= Passage given =
Begin
The bidders had sought to include a clause that the second e-auction would be the final one.
“The maximisation of value is a real concern, however, concluding the resolution process in a time-bound manner is also equally important. If this clause is not accepted by the CoC, there is a probability that bidders could back out, or there will be a subdued interest in the process,” one of the sources said.
The bidders’ suggestion for rejection of “toppling bids” (accepting bids outside the e-auction) was accepted by the CoC.
However, the CoC’s decision on other demands of the bidders could not be immediately ascertained.
These include a request on the “transparency” in the extended challenge mechanism such as information on the number of bidders participating in the round and value of their bids. Further, the CoC was “undecided” on requests that the e-auction would be held even if there was only one bidder in the race, and also on following a “zero date” payment policy shifting from the date of non-objection certificates, like in other insolvency cases.
End
= Material provided =
Begin
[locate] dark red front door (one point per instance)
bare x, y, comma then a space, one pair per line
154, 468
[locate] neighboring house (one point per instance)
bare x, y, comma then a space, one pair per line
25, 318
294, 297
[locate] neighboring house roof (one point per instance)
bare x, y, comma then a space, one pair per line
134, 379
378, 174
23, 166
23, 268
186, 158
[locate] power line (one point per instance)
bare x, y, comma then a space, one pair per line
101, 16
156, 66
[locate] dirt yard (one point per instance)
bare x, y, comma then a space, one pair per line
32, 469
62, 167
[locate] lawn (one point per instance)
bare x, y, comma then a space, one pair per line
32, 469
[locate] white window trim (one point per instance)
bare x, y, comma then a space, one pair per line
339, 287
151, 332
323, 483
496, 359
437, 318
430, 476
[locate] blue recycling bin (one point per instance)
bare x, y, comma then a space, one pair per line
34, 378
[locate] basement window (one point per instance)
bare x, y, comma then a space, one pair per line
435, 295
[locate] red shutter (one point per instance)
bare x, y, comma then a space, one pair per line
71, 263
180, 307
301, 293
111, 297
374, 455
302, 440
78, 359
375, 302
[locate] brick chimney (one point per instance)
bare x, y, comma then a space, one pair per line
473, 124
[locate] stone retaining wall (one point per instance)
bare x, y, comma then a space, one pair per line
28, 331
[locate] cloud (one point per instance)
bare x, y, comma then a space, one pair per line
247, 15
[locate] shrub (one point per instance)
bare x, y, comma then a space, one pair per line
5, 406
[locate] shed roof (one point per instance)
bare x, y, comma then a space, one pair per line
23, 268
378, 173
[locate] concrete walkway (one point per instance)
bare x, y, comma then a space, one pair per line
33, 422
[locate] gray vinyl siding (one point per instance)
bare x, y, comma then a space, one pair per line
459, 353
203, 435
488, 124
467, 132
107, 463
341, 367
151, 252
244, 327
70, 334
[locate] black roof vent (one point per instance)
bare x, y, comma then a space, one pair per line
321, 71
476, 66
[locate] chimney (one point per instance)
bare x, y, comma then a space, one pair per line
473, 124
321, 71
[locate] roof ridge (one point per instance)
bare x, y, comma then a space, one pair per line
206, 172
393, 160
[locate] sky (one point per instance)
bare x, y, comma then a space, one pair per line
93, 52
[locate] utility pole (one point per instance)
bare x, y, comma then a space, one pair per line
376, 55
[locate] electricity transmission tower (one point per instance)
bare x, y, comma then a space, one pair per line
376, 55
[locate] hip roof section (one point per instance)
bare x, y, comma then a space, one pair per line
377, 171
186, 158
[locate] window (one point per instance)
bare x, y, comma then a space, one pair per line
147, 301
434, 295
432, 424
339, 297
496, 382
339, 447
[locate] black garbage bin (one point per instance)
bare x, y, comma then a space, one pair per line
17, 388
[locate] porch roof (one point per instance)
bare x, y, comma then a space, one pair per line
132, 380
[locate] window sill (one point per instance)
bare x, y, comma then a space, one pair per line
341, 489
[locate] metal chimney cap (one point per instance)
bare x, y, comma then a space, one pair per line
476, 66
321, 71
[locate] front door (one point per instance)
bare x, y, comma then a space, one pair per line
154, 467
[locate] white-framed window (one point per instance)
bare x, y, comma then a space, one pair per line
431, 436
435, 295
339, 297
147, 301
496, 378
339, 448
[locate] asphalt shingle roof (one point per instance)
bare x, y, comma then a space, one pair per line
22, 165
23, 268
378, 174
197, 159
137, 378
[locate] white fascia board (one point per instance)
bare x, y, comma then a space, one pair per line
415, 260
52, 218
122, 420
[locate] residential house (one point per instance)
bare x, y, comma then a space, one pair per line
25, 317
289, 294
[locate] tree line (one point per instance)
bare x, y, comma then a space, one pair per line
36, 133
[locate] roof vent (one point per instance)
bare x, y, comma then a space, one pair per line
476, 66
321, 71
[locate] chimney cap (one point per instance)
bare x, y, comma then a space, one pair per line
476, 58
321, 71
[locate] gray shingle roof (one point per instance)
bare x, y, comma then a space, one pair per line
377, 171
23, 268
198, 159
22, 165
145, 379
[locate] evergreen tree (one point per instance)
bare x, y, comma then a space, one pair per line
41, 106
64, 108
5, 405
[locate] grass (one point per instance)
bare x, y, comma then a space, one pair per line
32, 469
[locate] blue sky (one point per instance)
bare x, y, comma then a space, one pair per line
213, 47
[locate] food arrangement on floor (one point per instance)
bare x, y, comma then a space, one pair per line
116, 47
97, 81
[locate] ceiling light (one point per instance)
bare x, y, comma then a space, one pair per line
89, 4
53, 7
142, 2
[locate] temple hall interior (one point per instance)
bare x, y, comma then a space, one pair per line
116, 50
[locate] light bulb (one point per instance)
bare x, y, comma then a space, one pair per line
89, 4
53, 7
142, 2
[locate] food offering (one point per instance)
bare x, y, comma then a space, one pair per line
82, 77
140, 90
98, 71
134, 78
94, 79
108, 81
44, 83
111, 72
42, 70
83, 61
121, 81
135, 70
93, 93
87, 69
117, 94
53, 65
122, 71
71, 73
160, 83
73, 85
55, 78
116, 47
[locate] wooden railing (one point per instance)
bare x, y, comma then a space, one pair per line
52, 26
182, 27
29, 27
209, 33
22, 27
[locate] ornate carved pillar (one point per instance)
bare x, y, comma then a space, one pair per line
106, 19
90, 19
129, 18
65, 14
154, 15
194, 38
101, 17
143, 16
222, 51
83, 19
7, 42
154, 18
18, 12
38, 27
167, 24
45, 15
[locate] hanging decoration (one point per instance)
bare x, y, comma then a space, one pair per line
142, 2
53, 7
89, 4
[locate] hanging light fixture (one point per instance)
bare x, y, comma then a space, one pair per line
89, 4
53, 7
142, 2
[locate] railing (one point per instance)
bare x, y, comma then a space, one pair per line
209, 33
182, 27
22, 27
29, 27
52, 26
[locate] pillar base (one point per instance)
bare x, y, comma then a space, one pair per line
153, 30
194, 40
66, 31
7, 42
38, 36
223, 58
End
= Objectives =
**a)** In the passage on the e-auction, which of the bidders' suggestions did the CoC accept?
**b)** Return only the entries from the line containing "[locate] blue sky (one point per instance)" through the final entry, and change every "pillar" to "column". Keep everything else unchanged.
The passage on the e-auction and the entries are unrelated material.

= Solved problems =
**a)** The CoC accepted the bidders' suggestion to reject "toppling bids," meaning bids accepted outside the e-auction.

**b)**
[locate] blue sky (one point per instance)
bare x, y, comma then a space, one pair per line
213, 47
[locate] food arrangement on floor (one point per instance)
bare x, y, comma then a space, one pair per line
116, 47
97, 81
[locate] ceiling light (one point per instance)
bare x, y, comma then a space, one pair per line
89, 4
53, 7
142, 2
[locate] temple hall interior (one point per instance)
bare x, y, comma then a space, one pair per line
116, 50
[locate] light bulb (one point per instance)
bare x, y, comma then a space, one pair per line
89, 4
53, 7
142, 2
[locate] food offering (one point per instance)
bare x, y, comma then a space, one pair per line
82, 77
140, 90
98, 71
134, 78
94, 79
108, 81
44, 83
111, 72
42, 70
83, 61
121, 81
135, 70
93, 93
87, 69
117, 94
53, 65
122, 71
71, 73
160, 83
73, 85
55, 78
116, 47
[locate] wooden railing (one point per instance)
bare x, y, comma then a space, one pair per line
52, 26
182, 27
29, 27
209, 33
22, 27
[locate] ornate carved column (one point per instance)
bare x, y, comma then a space, one pair per line
106, 19
90, 19
129, 18
65, 14
154, 15
194, 38
101, 17
143, 16
222, 51
83, 19
7, 42
154, 18
18, 12
38, 27
167, 24
45, 15
[locate] hanging decoration (one point per instance)
bare x, y, comma then a space, one pair per line
142, 2
53, 7
89, 4
[locate] hanging light fixture (one point per instance)
bare x, y, comma then a space, one pair per line
89, 4
53, 7
142, 2
[locate] railing (one point per instance)
bare x, y, comma then a space, one pair per line
209, 33
182, 27
22, 27
29, 27
52, 26
[locate] column base (one point per instance)
bare x, y, comma then a space, one pair per line
153, 30
194, 40
66, 31
7, 42
38, 36
223, 58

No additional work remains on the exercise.